Stated task: Copy out all of the data exactly as it appears.

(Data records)
_ _ _

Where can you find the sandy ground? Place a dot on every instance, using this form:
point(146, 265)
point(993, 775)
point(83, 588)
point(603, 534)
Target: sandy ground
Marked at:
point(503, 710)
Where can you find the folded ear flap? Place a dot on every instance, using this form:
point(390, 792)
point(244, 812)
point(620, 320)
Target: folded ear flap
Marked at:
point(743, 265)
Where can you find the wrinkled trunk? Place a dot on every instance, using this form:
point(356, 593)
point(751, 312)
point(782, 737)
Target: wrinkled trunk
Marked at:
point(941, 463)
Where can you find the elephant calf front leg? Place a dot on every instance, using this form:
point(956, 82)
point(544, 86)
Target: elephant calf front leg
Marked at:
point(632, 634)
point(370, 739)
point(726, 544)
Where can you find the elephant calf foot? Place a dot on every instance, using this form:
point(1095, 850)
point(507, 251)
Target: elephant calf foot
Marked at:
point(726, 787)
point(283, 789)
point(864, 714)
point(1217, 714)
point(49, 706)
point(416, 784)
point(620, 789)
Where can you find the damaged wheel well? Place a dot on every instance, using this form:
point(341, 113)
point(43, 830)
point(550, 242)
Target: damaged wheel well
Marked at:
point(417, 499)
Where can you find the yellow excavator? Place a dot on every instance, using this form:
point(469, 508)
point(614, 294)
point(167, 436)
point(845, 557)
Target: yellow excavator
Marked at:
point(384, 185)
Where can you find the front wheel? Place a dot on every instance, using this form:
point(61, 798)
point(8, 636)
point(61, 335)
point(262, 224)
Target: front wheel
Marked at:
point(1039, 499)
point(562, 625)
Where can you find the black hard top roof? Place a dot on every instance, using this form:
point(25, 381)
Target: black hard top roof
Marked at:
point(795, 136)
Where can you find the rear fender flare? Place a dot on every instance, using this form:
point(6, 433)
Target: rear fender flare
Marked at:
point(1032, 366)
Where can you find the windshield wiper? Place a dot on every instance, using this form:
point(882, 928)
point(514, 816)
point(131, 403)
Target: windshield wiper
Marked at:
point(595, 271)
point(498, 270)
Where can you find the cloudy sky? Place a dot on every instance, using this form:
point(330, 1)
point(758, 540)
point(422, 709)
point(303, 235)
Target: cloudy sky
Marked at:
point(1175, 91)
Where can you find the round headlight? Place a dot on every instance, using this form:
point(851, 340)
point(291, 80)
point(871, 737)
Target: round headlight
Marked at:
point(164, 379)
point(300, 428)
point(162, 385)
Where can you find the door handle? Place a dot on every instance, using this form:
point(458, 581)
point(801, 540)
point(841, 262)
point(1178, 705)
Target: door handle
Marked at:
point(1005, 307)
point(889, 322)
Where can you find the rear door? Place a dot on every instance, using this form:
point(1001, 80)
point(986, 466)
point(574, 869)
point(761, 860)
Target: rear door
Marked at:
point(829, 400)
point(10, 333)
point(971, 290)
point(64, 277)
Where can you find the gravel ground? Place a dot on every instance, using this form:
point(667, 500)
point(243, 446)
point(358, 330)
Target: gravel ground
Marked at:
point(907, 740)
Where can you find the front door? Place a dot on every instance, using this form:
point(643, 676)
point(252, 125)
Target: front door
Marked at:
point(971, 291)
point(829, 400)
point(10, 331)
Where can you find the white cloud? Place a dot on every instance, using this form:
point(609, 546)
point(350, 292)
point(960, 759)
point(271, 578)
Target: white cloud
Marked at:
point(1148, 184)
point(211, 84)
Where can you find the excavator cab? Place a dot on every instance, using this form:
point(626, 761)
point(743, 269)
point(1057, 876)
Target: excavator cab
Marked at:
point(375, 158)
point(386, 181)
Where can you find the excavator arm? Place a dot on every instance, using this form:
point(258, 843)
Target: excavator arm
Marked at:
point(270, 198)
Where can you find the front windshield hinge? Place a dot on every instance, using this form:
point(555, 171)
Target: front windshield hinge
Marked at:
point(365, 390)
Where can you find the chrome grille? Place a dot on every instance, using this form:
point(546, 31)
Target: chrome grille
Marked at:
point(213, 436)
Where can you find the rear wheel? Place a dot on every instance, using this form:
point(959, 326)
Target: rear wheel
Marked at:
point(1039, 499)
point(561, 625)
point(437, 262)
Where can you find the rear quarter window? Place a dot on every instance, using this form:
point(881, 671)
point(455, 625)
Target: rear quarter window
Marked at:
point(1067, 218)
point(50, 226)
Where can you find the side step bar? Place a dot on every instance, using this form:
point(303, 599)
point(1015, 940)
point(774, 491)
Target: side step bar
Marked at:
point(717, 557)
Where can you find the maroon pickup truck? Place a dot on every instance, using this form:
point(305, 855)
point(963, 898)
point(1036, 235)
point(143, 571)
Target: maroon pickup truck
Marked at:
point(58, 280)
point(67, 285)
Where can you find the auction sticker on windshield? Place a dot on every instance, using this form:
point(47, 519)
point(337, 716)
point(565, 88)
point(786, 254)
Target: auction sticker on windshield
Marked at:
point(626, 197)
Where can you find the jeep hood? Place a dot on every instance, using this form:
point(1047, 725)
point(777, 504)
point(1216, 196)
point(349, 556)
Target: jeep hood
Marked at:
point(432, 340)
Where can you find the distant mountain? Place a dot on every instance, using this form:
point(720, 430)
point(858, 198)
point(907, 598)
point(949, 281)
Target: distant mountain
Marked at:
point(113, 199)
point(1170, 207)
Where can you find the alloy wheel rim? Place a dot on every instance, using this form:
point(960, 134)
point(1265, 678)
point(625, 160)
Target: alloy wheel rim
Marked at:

_ _ _

Expected answer:
Where can you find the sandy ground? Place a dot on every instance, using this form:
point(146, 265)
point(993, 775)
point(83, 588)
point(603, 534)
Target: sandy ground
Marked at:
point(503, 710)
Where can you find the folded ear flap? Place a dot on every instance, using this form:
point(390, 792)
point(244, 812)
point(620, 320)
Target: folded ear flap
Marked at:
point(743, 265)
Where can you find the wrinkled trunk? Place a dot on every instance, using this form:
point(356, 593)
point(751, 312)
point(782, 737)
Target: wrinkled trunk
Marked at:
point(941, 463)
Where can you find the elephant calf front leg? Place a dot on every instance, using this form:
point(956, 82)
point(544, 86)
Target: elephant calf front leg
Marked at:
point(632, 634)
point(370, 739)
point(726, 544)
Where can you find the elephant calf foot? Place a dot on every instance, using this form:
point(1095, 850)
point(507, 251)
Target: elephant calf foot
Marked at:
point(726, 787)
point(283, 789)
point(864, 714)
point(1217, 714)
point(49, 706)
point(416, 784)
point(620, 789)
Where can you find the damaged wheel well? Place a dot on every instance, using this form:
point(341, 113)
point(43, 830)
point(550, 242)
Target: damaged wheel well
Marked at:
point(417, 499)
Where can you find the yellow excavator? Place a dot on every instance, using this form:
point(469, 508)
point(614, 294)
point(167, 436)
point(845, 557)
Target: yellow excavator
Marked at:
point(384, 185)
Where can you find the front wheel? Place a dot on every instance, using this form:
point(61, 798)
point(8, 636)
point(61, 335)
point(262, 224)
Target: front wheel
Marked at:
point(1039, 499)
point(562, 625)
Where can you find the black hard top roof? Place a dot on every instance, using this form:
point(25, 381)
Target: black hard top roof
Marked at:
point(795, 136)
Where can you find the rear fender flare? Place a dot on every instance, using this form:
point(6, 433)
Target: rear fender flare
Marked at:
point(1032, 366)
Where can you find the windshield wiper? Place a dot on every instance, using this form:
point(882, 928)
point(514, 816)
point(131, 403)
Target: windshield wiper
Marked at:
point(595, 271)
point(498, 270)
Where can you find the cloudy sky? Place a dot on every instance, using this form:
point(330, 1)
point(758, 540)
point(422, 709)
point(303, 235)
Target: cloudy sky
Marked at:
point(1175, 91)
Where can you find the round headlight? Place a dot on every instance, using this form:
point(851, 340)
point(291, 80)
point(871, 737)
Target: round headlight
Marked at:
point(164, 379)
point(300, 428)
point(162, 385)
Where can you find the door handle? Place a dot on every instance, using this form:
point(458, 581)
point(801, 540)
point(841, 262)
point(1178, 705)
Target: door handle
Marked at:
point(1005, 307)
point(889, 322)
Where can you find the rear door? Place a dot on every instance, using this form:
point(1001, 80)
point(986, 466)
point(574, 869)
point(761, 860)
Target: rear door
Marked at:
point(829, 400)
point(10, 333)
point(971, 290)
point(64, 277)
Where can you find the gravel ground? Place a dot on every instance, using this form:
point(667, 500)
point(243, 446)
point(358, 330)
Target: gravel ground
Marked at:
point(907, 740)
Where can you find the front door? Place a dot on every instance, using this form:
point(643, 676)
point(252, 125)
Target: front door
Marked at:
point(971, 291)
point(829, 400)
point(10, 331)
Where can you find the white cloud? Place a dot on every instance, using this form:
point(609, 546)
point(350, 292)
point(960, 759)
point(271, 578)
Target: white cloud
Marked at:
point(1148, 184)
point(211, 84)
Where can you find the excavator cab? Place a dot on every instance, using this form:
point(626, 761)
point(743, 269)
point(1057, 876)
Target: excavator cab
Marked at:
point(375, 158)
point(386, 181)
Where can you find the excavator arm? Place a dot on every instance, using this form:
point(258, 843)
Target: excavator arm
Marked at:
point(270, 198)
Where can you find the front windshield hinge? Place a dot on every instance, using this form:
point(555, 171)
Target: front windshield hinge
Marked at:
point(365, 390)
Where can you find the chrome grille? Place a dot on every instance, using this form:
point(546, 31)
Target: chrome grille
Marked at:
point(213, 436)
Where can you find the rear wheel? Place a dot on every instance, using this form:
point(959, 326)
Target: rear wheel
Marked at:
point(1039, 499)
point(561, 625)
point(437, 262)
Where can you find the rear quarter window? Place a dot on every instance, using this form:
point(881, 671)
point(455, 625)
Target: rear quarter window
Marked at:
point(1067, 218)
point(50, 226)
Where can you find the side step bar? Place a dot on every instance, using this form:
point(303, 599)
point(1015, 940)
point(774, 491)
Target: side step bar
Marked at:
point(717, 557)
Where can you find the maroon pickup truck? Place a dot on every instance, using this form:
point(305, 855)
point(963, 898)
point(1036, 235)
point(143, 571)
Target: maroon pickup truck
Marked at:
point(58, 280)
point(67, 285)
Where can you find the auction sticker on windshield? Place a dot on every instance, using this form:
point(47, 519)
point(337, 716)
point(565, 88)
point(786, 254)
Target: auction sticker on windshield
Marked at:
point(626, 197)
Where can you find the jeep hood? Place a dot on every instance, using this form:
point(1047, 725)
point(777, 504)
point(1216, 196)
point(349, 556)
Target: jeep hood
Marked at:
point(432, 340)
Where can you find the distant mountain? Place a dot on every instance, using this form:
point(720, 430)
point(858, 198)
point(907, 598)
point(949, 281)
Target: distant mountain
Marked at:
point(113, 199)
point(1170, 207)
Where can you find the alloy wheel rim? Place a dot on every instance, using this form:
point(960, 134)
point(1265, 678)
point(625, 160)
Target: alloy wheel rim
Marked at:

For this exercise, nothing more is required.